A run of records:
----------

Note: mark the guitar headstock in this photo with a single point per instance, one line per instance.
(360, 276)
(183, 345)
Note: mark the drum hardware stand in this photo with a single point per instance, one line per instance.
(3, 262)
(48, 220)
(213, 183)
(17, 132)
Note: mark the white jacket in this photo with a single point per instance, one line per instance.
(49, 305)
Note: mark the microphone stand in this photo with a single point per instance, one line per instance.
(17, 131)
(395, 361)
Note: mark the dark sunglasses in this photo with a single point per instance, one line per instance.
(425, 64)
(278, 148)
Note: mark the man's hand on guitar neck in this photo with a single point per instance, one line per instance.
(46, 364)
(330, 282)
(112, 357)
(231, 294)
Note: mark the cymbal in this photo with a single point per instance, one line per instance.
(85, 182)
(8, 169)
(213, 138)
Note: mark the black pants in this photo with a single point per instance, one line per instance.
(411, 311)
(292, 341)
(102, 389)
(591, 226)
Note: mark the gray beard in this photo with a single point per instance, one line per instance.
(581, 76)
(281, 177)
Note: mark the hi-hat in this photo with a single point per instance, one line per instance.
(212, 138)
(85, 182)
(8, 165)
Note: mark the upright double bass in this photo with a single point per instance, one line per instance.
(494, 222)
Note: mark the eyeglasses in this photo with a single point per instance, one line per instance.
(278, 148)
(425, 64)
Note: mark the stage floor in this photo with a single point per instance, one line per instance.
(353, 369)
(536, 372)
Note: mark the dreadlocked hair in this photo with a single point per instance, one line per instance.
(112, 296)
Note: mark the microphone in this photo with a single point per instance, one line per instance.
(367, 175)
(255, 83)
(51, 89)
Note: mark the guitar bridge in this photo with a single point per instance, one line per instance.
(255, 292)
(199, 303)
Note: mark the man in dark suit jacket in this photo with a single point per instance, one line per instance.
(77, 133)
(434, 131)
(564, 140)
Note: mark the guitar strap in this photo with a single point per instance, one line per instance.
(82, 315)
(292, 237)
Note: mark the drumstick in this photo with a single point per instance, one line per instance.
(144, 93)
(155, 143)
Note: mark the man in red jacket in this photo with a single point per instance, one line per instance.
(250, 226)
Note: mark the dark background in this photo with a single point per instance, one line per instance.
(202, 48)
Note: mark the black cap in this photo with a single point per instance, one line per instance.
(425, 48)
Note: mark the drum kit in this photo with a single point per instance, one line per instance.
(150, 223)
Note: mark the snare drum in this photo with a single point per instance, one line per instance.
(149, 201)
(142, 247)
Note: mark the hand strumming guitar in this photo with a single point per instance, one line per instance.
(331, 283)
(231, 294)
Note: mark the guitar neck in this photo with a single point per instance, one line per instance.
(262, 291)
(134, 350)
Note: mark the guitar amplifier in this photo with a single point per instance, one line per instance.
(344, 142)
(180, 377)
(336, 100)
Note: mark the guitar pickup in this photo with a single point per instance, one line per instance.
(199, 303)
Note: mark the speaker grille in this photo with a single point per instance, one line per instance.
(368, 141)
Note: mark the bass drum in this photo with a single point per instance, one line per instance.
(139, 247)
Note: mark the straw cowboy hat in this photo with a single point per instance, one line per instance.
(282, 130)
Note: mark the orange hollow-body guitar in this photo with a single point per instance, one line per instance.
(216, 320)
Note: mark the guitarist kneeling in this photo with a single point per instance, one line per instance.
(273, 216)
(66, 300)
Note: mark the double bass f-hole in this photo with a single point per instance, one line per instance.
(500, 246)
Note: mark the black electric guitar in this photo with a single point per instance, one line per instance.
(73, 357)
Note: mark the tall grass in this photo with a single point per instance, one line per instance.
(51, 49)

----------

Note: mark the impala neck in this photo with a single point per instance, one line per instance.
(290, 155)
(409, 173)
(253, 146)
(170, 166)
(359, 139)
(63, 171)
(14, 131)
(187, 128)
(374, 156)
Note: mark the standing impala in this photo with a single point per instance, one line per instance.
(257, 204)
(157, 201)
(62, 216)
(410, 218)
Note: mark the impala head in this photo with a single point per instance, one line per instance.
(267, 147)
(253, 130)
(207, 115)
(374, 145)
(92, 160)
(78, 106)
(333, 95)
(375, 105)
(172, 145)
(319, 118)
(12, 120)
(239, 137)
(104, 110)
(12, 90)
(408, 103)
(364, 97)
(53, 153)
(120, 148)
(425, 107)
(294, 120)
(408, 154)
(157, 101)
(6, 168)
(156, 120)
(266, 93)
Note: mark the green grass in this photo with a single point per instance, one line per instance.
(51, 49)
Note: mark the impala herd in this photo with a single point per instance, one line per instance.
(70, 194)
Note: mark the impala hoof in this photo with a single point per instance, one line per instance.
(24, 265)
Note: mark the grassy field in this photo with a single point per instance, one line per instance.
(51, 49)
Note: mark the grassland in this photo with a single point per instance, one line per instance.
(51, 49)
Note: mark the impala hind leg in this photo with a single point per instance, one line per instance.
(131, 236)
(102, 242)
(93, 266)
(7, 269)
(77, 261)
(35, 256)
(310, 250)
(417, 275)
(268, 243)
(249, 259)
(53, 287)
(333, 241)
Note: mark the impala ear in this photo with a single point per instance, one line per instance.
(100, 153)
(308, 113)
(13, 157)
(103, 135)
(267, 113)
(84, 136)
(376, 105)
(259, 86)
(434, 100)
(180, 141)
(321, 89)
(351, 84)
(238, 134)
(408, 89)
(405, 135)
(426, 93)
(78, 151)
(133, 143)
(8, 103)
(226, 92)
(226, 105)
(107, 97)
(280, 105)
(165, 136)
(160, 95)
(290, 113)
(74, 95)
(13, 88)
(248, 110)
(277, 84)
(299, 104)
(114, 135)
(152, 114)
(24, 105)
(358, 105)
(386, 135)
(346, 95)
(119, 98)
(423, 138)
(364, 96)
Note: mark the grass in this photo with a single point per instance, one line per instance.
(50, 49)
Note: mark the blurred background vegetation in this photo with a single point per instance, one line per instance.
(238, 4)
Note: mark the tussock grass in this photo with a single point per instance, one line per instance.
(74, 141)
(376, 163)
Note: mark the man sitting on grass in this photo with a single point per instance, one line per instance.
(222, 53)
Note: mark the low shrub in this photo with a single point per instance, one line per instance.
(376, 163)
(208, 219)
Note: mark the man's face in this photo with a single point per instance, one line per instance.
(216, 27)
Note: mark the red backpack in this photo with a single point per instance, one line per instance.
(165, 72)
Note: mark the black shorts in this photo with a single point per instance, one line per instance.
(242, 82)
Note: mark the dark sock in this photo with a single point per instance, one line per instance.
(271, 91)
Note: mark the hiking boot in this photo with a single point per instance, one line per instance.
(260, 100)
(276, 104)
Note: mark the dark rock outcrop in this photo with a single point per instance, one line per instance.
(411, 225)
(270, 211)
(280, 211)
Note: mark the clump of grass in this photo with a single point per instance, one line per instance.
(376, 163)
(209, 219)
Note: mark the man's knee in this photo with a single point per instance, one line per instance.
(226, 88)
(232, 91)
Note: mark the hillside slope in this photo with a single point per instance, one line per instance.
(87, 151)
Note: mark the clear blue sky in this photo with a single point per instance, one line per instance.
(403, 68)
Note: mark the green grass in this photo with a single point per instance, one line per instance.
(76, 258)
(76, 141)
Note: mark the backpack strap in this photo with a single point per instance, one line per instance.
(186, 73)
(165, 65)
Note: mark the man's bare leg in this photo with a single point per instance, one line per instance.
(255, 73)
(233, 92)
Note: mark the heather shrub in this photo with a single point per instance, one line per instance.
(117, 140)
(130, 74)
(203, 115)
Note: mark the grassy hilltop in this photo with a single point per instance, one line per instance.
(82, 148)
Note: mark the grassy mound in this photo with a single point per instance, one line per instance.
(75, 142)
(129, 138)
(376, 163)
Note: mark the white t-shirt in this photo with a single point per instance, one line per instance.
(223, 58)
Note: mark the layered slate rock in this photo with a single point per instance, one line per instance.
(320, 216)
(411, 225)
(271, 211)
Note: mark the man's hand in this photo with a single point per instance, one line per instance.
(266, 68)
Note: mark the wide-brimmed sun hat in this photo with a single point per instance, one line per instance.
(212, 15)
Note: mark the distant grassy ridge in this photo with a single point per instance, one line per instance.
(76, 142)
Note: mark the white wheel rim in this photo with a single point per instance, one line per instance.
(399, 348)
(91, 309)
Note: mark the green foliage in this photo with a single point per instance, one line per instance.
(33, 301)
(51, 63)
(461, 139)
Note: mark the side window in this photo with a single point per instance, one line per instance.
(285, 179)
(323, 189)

----------

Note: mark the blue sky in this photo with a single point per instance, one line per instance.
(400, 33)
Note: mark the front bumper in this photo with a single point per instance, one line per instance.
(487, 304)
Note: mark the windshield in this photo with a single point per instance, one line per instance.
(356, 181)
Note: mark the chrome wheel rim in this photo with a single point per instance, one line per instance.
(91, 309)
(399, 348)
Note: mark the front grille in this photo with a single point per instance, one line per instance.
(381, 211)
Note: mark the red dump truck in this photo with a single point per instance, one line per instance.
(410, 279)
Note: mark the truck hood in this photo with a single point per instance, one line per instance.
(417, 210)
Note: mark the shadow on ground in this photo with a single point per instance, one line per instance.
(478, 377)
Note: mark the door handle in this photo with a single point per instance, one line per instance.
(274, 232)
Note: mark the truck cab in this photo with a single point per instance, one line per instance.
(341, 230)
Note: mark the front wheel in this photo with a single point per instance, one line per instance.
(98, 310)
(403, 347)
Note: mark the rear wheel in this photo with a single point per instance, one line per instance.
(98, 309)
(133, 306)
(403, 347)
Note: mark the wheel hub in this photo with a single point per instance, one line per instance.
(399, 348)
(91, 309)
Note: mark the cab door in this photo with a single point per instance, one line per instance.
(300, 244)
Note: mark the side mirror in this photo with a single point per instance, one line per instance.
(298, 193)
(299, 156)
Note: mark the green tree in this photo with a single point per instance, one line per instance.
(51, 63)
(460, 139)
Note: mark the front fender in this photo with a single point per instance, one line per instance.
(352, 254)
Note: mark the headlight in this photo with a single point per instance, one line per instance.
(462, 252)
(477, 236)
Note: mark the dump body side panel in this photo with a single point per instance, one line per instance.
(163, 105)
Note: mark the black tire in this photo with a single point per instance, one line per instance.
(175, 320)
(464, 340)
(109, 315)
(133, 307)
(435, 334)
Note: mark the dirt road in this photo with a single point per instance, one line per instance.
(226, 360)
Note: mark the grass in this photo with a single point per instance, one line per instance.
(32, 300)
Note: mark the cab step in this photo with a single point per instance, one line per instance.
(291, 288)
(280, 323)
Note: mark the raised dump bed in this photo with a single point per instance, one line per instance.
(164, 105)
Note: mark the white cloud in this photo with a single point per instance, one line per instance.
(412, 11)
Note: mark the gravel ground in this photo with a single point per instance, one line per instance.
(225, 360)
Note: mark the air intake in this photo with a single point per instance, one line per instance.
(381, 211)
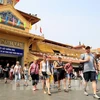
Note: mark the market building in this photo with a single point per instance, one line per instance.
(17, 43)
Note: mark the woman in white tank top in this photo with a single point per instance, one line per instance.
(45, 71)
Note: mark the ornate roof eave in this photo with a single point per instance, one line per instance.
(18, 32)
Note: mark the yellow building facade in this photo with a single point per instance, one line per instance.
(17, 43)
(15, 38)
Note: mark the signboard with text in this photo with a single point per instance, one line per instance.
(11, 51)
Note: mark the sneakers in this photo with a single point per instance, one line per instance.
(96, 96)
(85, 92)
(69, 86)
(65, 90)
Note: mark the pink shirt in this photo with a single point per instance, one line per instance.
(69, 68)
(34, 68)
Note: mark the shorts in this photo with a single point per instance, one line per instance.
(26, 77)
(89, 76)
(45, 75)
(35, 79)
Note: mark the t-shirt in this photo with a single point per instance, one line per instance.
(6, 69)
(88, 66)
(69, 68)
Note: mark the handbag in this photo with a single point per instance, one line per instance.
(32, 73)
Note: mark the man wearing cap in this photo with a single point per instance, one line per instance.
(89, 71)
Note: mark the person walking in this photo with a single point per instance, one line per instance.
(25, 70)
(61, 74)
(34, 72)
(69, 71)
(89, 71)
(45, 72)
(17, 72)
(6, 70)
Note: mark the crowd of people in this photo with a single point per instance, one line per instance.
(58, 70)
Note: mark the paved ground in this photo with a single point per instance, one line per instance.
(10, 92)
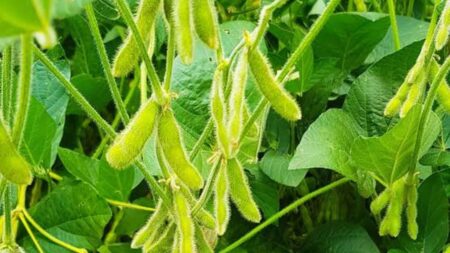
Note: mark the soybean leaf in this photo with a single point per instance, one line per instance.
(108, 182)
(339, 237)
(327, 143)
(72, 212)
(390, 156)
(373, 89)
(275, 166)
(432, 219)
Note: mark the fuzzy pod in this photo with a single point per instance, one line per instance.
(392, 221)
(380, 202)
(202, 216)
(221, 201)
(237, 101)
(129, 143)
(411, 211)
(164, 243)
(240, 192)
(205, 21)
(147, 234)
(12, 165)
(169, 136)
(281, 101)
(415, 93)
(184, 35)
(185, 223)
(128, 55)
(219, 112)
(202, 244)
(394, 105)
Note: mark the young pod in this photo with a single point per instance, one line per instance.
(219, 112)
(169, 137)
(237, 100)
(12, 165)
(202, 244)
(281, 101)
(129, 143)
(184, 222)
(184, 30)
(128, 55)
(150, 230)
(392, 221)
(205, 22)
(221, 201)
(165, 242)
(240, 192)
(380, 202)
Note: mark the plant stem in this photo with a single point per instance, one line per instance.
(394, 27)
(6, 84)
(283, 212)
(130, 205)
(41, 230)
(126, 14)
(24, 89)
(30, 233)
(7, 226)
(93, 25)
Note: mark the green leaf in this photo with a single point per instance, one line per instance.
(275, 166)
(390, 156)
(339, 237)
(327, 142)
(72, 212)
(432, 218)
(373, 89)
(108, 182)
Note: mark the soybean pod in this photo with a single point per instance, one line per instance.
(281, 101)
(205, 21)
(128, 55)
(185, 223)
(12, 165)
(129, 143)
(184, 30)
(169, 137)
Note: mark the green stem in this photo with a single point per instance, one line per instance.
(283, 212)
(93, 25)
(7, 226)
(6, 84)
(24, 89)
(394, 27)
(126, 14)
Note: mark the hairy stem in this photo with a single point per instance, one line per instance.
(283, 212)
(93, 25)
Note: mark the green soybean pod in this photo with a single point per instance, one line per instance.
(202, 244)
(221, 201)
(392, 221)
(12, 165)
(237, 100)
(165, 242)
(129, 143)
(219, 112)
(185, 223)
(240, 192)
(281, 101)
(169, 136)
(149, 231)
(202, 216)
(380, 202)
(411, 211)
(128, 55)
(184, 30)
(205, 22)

----------

Which lines of the listing above contain the word "background"? Copy each of them in full.

Note: mark the dark background in this photo with a single point per instance, one line per instance.
Note: mark the blurred background vegetation in this photo with a single point per instance, one line per instance.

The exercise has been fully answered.